Selasa, 02 September 2014

Aksara Swalalita

 AKSARA SWALALITA
Sebelum membicarakan tentang aksara Swalalita, akan dijelaskan terlebih dahulu mengenai sejarah aksara Bali. Menurut penyelidikan para ahli diantaranya Dr. R Goris tentang aksara Bali dengan ejaannya sebagaimana yang terdapat dalam lontar-lontar, baik perkembangannya melalui piagam-piagam yang berbahasa Bali kuna adalah berpangkal pada aksara Dewa Negari/Pallawa dengan bahasanya Sanskerta.
Perkembangan aksara Bali melalui proses yang sangat panjang. Aksara Bali memang erat kaitannya dengan perkembangan aksara India. Cikal bakal dari aksara Bali adalah aksara Karosti (India). Aksara Karosti tersebut kemudian berkembang menjadi aksara Brahmi, kemudia berkembang lagi menjadi aksara Devanegari dan aksara Pallawa. Aksara Dewanegari digunakan di India Utara dan digunakan untuk menuliskan bahasa Sanskerta. Sedangkan aksara Pallawa digunakan di India Selatan untuk menuliskan bahasa Pallawa (Nala, 2006).
Penyebaran aksara-aksara tersebut di Indonesia dibawa dari India bersamaan dengan penyebaran agama Hindu dan Buddha. Hasilnya, perkembangannya menghasilkan aksara Kawi dan Indonesia Kuno. Aksara Kawi kemudian berkembang menjadi aksara Jawa dan aksara Bali, serta aksara lainnya yang tersebar di Indonesia.

Tugas: Lanjutkan tulisan tentang aksara Swalalita di atas, mulai setelah kalimat terakhirnya.

Baris-baris dari set data penunjukan
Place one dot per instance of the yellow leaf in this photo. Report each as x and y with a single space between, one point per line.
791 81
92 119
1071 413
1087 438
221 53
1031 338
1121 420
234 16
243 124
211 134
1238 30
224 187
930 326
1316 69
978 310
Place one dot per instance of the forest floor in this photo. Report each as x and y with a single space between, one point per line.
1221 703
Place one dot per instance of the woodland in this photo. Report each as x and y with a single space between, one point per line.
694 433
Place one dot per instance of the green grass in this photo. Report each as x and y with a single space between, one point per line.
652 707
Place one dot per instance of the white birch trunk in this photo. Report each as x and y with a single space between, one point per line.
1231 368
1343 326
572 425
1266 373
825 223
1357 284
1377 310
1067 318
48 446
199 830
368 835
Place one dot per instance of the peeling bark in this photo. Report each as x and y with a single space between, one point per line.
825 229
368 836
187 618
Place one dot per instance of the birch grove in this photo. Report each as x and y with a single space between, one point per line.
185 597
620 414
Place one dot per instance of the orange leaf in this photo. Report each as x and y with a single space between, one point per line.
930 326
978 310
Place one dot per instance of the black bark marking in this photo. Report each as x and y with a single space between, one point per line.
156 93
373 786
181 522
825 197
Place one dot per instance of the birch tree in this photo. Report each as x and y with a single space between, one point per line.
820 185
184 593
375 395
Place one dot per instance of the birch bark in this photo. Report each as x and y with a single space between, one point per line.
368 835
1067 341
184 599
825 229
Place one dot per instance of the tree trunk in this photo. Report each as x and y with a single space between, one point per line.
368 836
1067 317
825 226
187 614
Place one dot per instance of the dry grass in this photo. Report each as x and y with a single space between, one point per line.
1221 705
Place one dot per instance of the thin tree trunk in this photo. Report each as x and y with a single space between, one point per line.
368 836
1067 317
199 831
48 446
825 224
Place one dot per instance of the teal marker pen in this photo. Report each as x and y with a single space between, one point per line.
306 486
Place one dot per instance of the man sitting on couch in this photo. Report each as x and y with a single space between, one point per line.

Jawaban:
Bukti terkuat adanya peninggalan aksara Devanegari di Indonesia terdapat di Kutai-Kalimantan Timur yang terkenal dengan sebutan Yupa atau tiang batu berdiri yang digunakan sebagai tempat upacara kurban.  Sedangkan di Bali bukti perkembangan  aksara Devanagari dan Pallawa ditemukan di Pura Penataran Sasih Pejeng, Kecamatan Tampaksiring, Kabupaten Gianyar. Bukti tersebut berbentuk stupa-stupa kecil yang berisi cap dari tanah legit yang bertuliskan aksara Pradewanegari atau Siddhamatrka.
Selain itu, bukti perkembangan lainnya ditemukan di Pura Blanjong Sanur-Bali. Bukti tersebut berbentuk tugu peringatan raja Sri Kesari Warmadewa bertulisankan aksara Devanagari dan aksara Bali Kuna. Aksara Devanagari digunakan untuk menuliskan bahasa Bali kuna dan aksara Bali kuna digunakan untuk menuliskan bahasa Sanskerta.
Tidak hanya aksara Karosti saja, Aksara Pallawa juga mengalami perkembangan yaitu menjadi aksara Semi Pallawa. Dari aksara Semi Pallawa tersebut kemudian berkembang bentuknya menjadi aksara Kediri Kwadrat, yang kemudian berubah menjadi aksara Jawa dan terakhir berubah lagi menjadi aksara Bali yang penulisannya terletak pada bagaimana cara untuk menuliskan bunyi dalam sistem bahasa ke dalam simbol huruf. Sistem tersebut kemudian disebut dengan sistem silabik yaitu kecenderungan ke pemilihan ejaan dengan sistem suku kata dan penggunaan sistem silabik tersebut masih digunakan sampai saat ini.
Aksara merupakan lambang bunyi bahasa yang berkaitan dengan bahasa karena hanya dengan aksara satu bahasa dapat dibaca dan didokumentasikan. Aksara juga memiliki peran yang sangat penting dalam perkembangan peradaban manusia (Soken Bandana Dkk, 2012:95). Sejarah kabudayaan Indonesia termasuk Bali, mengalami perubahan periodisasi dari prasejarah ke babak sejarah ditandai dengan adanya aksara.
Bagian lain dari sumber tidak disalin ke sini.